A run of records
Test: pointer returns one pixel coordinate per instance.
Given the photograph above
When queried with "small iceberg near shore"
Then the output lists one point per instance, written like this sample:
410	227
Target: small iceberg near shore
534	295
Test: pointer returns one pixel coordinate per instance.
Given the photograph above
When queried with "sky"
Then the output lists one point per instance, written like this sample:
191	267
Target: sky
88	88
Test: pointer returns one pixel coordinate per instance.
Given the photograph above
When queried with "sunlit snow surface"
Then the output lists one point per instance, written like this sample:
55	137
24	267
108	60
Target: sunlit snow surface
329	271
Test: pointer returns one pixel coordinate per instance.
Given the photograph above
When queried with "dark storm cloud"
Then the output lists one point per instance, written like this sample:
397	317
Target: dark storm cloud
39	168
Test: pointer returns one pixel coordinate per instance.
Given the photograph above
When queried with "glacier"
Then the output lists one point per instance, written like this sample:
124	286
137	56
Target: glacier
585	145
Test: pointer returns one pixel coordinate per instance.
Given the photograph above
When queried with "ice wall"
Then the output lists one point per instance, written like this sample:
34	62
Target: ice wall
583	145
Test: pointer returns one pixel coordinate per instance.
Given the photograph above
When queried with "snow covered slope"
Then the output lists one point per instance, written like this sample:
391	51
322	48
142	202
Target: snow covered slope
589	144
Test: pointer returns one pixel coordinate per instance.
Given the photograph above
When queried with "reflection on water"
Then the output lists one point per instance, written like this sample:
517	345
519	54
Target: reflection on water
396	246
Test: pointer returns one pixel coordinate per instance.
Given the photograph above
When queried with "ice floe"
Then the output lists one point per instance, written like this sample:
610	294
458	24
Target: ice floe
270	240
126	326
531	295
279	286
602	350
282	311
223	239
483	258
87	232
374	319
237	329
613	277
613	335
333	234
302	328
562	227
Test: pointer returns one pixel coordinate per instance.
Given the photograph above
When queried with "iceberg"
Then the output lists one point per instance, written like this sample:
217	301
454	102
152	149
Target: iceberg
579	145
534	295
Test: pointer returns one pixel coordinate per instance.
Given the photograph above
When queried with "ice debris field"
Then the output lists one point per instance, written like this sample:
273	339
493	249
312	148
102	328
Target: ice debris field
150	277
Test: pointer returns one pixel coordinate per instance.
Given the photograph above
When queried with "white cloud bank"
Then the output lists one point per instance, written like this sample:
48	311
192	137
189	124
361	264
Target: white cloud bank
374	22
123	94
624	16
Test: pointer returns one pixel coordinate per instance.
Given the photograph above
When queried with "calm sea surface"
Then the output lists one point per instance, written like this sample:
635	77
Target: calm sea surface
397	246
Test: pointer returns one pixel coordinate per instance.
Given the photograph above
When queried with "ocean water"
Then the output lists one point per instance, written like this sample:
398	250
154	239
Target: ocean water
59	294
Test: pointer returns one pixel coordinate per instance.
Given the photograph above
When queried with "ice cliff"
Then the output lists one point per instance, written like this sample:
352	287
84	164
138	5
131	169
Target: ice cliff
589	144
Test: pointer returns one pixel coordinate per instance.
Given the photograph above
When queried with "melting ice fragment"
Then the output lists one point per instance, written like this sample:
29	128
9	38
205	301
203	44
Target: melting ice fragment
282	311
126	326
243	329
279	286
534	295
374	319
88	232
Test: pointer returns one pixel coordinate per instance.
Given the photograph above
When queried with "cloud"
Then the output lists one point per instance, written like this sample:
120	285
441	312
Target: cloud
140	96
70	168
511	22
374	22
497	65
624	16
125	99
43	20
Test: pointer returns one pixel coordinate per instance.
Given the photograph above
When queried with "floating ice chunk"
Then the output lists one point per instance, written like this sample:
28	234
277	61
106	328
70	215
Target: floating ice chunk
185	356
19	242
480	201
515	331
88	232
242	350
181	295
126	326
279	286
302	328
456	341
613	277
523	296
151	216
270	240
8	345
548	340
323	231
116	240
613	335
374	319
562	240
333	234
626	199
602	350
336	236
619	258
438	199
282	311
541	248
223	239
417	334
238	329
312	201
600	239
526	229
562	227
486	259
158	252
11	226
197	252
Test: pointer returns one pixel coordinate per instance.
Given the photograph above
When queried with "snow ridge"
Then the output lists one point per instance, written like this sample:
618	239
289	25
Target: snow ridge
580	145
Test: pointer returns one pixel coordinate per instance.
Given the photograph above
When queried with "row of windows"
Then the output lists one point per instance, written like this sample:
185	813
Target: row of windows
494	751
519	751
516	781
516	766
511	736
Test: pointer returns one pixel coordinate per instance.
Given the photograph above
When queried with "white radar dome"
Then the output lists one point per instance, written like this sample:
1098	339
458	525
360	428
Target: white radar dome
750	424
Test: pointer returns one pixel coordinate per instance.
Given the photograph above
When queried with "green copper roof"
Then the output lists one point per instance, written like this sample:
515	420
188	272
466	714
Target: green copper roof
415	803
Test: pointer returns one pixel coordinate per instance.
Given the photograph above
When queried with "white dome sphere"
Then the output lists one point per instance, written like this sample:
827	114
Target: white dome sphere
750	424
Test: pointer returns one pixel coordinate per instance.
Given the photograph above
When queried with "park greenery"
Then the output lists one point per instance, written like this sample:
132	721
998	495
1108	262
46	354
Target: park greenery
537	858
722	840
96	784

# The request:
Each line of the listing should be echoed back exactly.

# Response below:
Test: pointer returns one pixel coordinate per instance.
Given the photograph above
When queried with "small iceberg near shore"
Then the output lists one point per instance, written like this sample:
410	227
Target: small iceberg near shore
534	295
Test: pointer returns one pixel coordinate per instance.
Given the photograph above
When queried with "sky"
Then the output lists one point per instance, written like this sample:
191	267
Target: sky
88	88
Test: pointer returns one pixel coordinate per instance.
Given the photograph above
When queried with "sunlit snow surface"
Then the output lists one point per instance, written like this sample:
55	137
24	267
108	60
Target: sunlit snow surface
329	271
Test: pointer returns one pixel coordinate per instance.
Given the photograph above
When queried with "dark storm cloud"
Then the output lists one point per instance, written like this sample:
397	317
Target: dark storm cloud
39	168
Test: pointer returns one pixel coordinate per instance.
Given the photograph above
When queried with "glacier"
Then the output lists one point per instance, written like this sample:
124	286
137	56
Target: glacier
585	145
Test: pointer returns one pixel coordinate per instance.
Given the photograph above
When queried with "ice wall"
Then the output lists one point per instance, written like this sample:
34	62
Target: ice wall
583	145
Test: pointer returns one pixel coordinate per instance.
Given the photograph above
When queried with "snow covered slope"
Then the output lists one point per instance, written like this sample:
391	51
322	48
142	202
Target: snow covered slope
589	144
Test: pointer returns one pixel coordinate per instance.
Given the photograph above
When queried with "reflection on water"
Then the output lists one point per instance, written like this sample:
517	345
519	54
Target: reflection on water
396	246
Test: pointer returns one pixel coordinate per instance.
Given the photograph above
When queried with "ice floe"
Then the output lists one point per instance, written like this sample:
610	294
458	24
Target: ice floe
270	240
126	326
531	295
279	286
602	350
282	311
223	239
483	258
87	232
374	319
237	329
613	277
613	335
333	234
302	328
562	227
Test: pointer returns one pixel coordinate per instance.
Given the photograph above
When queried with "iceberg"
Then the output lists one point per instance, written like this sample:
217	301
454	102
152	149
Target: iceberg
579	145
534	295
Test: pointer returns one pixel coordinate per instance.
Given the photograph above
When queried with "ice debris field"
Then the output lists one point per instance, written like this sample:
273	339
493	249
312	148
102	328
Target: ice debris field
150	277
Test: pointer returns one pixel coordinate per instance.
Given the photograph above
When queried with "white cloud bank"
Then the output lists one point per instance, written like this sample:
48	311
192	137
189	124
361	264
Target: white cloud bank
374	22
123	94
624	16
Test: pointer returns one pixel coordinate per instance.
Given the photograph above
When queried with "calm sea surface"
Then the output lists one point per instance, written like this sample:
635	77
Target: calm sea surface
397	246
Test: pointer returns one pixel coordinate per instance.
Given the photograph above
When queried with "ocean water"
Then the output lists one point per instance, written like this sample:
398	250
154	239
Target: ocean water
59	294
Test: pointer returns one pixel coordinate per instance.
Given the photograph above
When queried with "ice cliff"
Then the output lists one point per instance, written like this sample:
352	287
84	164
138	5
131	169
Target: ice cliff
589	144
Test: pointer returns one pixel coordinate per instance.
Given the photograph above
When queried with "melting ice fragment"
Then the output lists one point per instance, written like this sample:
29	128
9	38
205	301
203	44
Target: melting ice fragment
282	311
126	326
243	329
279	286
534	295
374	319
88	232
Test: pointer returns one pixel coordinate per instance.
Given the photograph above
When queried with "cloud"
Then the output lists one point per instance, written like this sample:
120	285
441	312
Target: cloud
140	96
70	168
511	22
374	22
497	65
624	16
125	99
43	20
Test: pointer returns one pixel coordinate per instance.
Given the photograph above
When queried with "floating ice chunk"
Then the output lists one point per instance, written like this sample:
28	234
277	61
106	328
70	215
Target: floating ice chunk
185	356
19	242
480	201
515	331
88	232
242	350
181	295
126	326
279	286
302	328
456	341
613	277
523	296
151	216
270	240
8	345
548	340
323	231
116	240
613	335
374	319
562	240
333	234
626	199
602	350
336	236
619	258
438	199
282	311
541	248
223	239
417	334
238	329
312	201
600	239
526	229
562	227
486	259
158	252
11	226
197	252
Test: pointer returns one pixel coordinate per instance.
Given the photograph above
When queried with "snow ridge"
Then the output lists one point per instance, written like this sample:
618	239
289	25
Target: snow ridge
580	145
Test: pointer returns one pixel coordinate per instance.
Given the photograph above
When queried with "row of windows"
Then the output lists one point per instance, written like this sample:
185	813
Target: row of windows
494	751
519	751
516	781
516	766
511	736
Test: pointer returns one pixel coordinate per instance.
Given the photograph above
When queried with "white radar dome"
Then the output lists one point per instance, written like this sample:
1098	339
458	525
360	428
Target: white radar dome
750	424
Test: pointer returns one pixel coordinate per instance.
Given the photograph above
When queried with "green copper roof"
Then the output lists one point per instance, written like this sample:
515	420
188	272
466	714
Target: green copper roof
415	803
Test: pointer returns one pixel coordinate per instance.
Given the photograph above
When queried with "white dome sphere"
Then the output lists one point per instance, written like this sample:
827	114
Target: white dome sphere
750	424
Test: pointer returns one pixel coordinate per instance.
Given the photograph above
When queried with "park greenery"
Then the output lists one point per instance, written like this sample:
132	721
998	495
1108	262
46	354
Target: park greenery
537	858
722	840
96	784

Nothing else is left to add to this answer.